◆ What you need to do
Copy out the lines below word for word, leaving out the pictures.

==== Data to use

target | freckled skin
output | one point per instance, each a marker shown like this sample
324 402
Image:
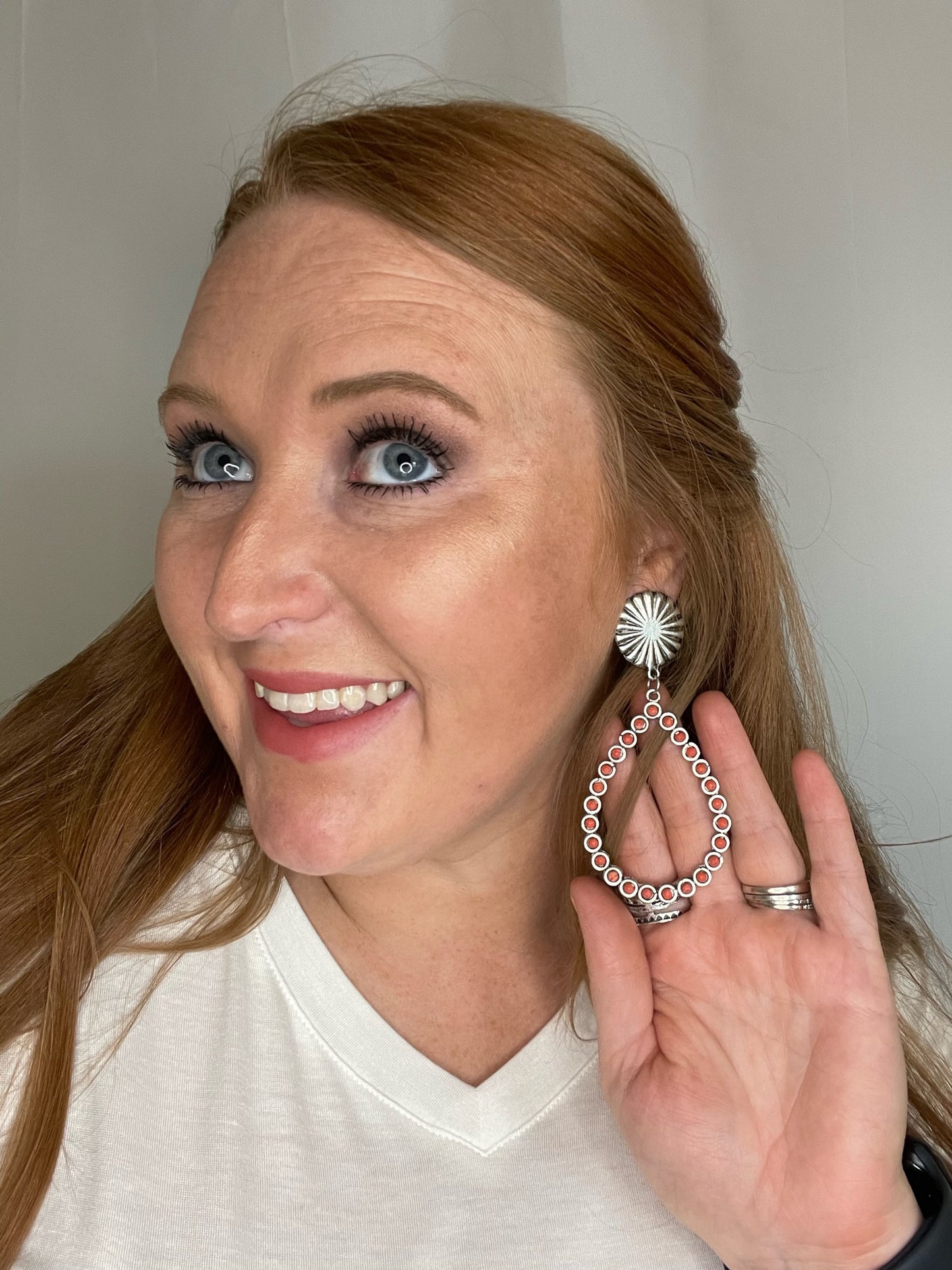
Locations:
430 842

========

◆ The output
target | freckled skin
output | one point per instance, each a marker shown like this sample
324 402
Image:
Locations:
430 842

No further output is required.